====== Extracted information ======

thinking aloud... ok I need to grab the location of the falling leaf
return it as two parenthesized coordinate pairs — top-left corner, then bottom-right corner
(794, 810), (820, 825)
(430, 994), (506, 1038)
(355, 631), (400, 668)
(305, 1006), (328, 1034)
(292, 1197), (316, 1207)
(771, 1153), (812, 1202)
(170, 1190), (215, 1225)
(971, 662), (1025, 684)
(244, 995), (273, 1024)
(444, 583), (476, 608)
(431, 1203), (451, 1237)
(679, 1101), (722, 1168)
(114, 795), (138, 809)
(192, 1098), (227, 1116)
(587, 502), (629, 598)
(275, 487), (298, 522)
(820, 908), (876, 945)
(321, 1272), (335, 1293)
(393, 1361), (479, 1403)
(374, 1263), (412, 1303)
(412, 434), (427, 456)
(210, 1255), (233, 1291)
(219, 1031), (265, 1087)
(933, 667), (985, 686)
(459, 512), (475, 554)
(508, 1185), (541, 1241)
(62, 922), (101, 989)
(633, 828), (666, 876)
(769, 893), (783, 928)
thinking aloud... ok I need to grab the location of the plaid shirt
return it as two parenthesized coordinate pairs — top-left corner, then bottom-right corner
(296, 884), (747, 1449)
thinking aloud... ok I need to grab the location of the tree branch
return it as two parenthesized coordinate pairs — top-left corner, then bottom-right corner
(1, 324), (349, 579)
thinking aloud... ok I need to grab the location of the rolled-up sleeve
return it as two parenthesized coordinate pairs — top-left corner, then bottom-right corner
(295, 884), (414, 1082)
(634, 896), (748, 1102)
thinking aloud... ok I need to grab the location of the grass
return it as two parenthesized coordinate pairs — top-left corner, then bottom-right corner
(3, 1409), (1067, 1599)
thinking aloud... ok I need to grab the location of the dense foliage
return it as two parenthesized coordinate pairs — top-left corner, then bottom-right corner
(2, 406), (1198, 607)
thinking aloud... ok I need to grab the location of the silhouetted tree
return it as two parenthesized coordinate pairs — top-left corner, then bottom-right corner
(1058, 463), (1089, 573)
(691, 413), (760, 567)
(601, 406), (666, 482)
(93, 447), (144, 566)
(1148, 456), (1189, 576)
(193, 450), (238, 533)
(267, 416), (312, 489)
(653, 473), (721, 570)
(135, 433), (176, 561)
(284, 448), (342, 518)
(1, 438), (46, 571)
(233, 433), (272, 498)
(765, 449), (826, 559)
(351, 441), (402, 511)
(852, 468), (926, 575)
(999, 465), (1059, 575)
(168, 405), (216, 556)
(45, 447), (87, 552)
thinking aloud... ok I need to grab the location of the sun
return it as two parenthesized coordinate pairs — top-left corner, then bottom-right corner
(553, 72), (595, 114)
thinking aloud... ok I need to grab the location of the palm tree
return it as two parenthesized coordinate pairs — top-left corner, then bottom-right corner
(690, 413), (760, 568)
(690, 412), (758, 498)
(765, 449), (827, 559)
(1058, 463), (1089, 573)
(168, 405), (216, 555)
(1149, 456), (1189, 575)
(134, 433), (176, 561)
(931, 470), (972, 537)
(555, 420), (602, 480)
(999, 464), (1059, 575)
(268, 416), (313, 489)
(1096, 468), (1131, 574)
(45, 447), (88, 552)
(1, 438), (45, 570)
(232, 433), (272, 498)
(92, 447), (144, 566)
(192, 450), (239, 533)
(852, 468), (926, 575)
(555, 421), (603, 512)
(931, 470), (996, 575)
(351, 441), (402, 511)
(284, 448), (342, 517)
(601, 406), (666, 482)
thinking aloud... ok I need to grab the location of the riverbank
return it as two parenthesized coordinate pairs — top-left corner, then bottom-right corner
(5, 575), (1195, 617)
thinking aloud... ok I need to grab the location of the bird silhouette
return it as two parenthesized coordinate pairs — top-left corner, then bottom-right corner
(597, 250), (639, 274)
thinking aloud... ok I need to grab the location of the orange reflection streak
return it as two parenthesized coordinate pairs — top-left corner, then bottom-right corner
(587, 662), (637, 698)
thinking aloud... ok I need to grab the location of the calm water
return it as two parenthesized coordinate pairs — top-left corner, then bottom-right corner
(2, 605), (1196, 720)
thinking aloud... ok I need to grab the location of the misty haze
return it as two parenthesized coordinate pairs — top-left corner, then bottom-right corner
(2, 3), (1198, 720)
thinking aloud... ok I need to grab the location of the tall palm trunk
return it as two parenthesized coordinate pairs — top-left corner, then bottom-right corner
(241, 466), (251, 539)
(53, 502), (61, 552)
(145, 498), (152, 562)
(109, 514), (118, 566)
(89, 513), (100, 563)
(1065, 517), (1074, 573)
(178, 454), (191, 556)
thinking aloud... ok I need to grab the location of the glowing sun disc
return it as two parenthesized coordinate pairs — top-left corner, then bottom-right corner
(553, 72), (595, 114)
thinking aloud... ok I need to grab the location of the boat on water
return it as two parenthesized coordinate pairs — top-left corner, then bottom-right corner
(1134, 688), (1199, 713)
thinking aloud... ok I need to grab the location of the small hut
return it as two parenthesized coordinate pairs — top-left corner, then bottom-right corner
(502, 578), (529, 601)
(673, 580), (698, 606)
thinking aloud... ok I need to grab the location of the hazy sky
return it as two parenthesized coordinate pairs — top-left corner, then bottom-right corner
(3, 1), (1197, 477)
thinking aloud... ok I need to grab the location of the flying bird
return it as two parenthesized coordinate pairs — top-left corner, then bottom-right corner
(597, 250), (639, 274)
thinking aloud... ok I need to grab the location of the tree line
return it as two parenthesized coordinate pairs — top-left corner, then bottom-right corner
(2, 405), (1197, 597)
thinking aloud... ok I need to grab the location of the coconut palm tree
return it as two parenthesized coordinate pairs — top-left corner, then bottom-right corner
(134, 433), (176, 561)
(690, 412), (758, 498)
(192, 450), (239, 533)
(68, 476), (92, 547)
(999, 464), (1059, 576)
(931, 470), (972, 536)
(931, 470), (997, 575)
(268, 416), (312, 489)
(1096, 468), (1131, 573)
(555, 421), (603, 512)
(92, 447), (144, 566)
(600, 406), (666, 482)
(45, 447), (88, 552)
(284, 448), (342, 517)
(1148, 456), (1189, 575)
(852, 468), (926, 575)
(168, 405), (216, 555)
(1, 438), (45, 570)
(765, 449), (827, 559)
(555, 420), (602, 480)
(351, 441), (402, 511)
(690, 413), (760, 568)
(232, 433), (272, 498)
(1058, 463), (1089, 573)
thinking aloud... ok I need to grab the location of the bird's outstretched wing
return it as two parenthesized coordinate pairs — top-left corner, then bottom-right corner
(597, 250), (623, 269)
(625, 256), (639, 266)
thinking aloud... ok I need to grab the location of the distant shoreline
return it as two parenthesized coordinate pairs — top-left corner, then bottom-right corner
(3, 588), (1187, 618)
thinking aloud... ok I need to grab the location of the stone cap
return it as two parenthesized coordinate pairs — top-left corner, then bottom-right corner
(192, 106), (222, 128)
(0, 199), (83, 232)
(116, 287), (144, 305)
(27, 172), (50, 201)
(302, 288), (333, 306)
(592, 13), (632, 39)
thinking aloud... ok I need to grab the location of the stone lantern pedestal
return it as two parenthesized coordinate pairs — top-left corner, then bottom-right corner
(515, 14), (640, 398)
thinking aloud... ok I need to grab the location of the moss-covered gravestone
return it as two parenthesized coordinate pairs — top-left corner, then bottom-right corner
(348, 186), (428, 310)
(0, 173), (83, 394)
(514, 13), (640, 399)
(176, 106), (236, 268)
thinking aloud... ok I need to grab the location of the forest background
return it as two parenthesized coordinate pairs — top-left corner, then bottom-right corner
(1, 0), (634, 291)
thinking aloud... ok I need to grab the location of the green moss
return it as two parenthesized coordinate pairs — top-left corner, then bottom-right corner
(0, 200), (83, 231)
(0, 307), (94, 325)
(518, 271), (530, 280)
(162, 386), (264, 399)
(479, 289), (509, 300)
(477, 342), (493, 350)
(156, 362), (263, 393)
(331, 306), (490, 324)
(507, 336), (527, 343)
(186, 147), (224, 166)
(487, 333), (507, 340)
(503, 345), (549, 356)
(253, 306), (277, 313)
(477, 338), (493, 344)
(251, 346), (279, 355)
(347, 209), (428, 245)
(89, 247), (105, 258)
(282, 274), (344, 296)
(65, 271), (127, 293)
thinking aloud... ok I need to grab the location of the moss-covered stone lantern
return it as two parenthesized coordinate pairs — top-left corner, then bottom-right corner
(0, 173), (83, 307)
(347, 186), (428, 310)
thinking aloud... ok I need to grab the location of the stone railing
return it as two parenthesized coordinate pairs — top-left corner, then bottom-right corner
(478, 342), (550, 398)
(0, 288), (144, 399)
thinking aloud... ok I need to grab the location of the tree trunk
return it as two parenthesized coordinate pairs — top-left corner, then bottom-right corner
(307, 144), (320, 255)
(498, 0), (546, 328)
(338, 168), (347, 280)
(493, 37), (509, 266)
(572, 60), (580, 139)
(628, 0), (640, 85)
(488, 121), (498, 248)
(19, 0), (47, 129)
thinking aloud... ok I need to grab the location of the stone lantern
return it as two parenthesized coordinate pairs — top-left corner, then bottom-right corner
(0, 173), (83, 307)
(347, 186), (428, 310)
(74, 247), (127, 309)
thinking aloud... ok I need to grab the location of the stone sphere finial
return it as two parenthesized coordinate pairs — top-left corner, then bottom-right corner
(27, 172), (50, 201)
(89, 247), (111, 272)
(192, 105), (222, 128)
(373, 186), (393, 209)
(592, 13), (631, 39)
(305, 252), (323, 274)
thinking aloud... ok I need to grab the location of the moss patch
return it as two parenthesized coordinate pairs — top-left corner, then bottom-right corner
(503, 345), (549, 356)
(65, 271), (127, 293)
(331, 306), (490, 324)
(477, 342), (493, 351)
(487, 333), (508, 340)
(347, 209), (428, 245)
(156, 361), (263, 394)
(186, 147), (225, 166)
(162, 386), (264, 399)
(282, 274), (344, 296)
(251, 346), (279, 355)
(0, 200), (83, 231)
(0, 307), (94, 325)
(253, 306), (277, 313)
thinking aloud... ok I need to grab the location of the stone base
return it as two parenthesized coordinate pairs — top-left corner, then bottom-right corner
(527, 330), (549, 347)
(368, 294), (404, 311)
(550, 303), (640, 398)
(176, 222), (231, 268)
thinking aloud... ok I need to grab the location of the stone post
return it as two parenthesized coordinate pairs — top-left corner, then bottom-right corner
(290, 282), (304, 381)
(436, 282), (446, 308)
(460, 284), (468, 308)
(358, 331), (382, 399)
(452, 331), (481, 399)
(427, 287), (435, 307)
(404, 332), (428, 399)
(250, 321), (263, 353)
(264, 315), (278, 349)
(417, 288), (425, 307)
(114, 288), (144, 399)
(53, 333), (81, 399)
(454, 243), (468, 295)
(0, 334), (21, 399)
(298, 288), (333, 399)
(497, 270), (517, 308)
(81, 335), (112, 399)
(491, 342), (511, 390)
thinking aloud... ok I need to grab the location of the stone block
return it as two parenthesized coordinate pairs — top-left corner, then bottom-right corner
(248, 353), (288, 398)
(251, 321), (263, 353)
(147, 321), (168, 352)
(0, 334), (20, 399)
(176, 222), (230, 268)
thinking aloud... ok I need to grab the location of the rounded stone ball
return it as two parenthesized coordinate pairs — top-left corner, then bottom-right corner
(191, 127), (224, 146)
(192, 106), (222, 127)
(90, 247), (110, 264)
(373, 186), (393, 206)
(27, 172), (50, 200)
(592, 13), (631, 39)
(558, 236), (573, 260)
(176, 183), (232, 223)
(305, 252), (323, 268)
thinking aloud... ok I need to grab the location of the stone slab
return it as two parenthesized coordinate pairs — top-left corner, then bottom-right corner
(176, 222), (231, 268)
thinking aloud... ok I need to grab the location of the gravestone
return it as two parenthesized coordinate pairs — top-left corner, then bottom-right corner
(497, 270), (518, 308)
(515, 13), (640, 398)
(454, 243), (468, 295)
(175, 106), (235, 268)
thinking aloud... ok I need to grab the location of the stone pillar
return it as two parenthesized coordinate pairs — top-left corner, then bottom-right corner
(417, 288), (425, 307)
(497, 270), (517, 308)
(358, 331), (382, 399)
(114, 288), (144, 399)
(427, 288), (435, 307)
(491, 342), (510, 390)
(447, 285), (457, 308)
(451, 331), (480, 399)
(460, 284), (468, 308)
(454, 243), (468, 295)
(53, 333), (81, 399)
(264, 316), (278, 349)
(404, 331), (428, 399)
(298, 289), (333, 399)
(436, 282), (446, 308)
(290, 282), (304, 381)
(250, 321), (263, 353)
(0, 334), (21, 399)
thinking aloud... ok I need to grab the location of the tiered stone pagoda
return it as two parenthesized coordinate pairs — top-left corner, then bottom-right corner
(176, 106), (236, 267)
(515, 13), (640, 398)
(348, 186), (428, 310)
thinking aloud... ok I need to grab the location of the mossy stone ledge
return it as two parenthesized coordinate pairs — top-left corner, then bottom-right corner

======

• **What you will do**
Tell how many lines of the data include the word "tree", without any other words.

• **Answer area**
6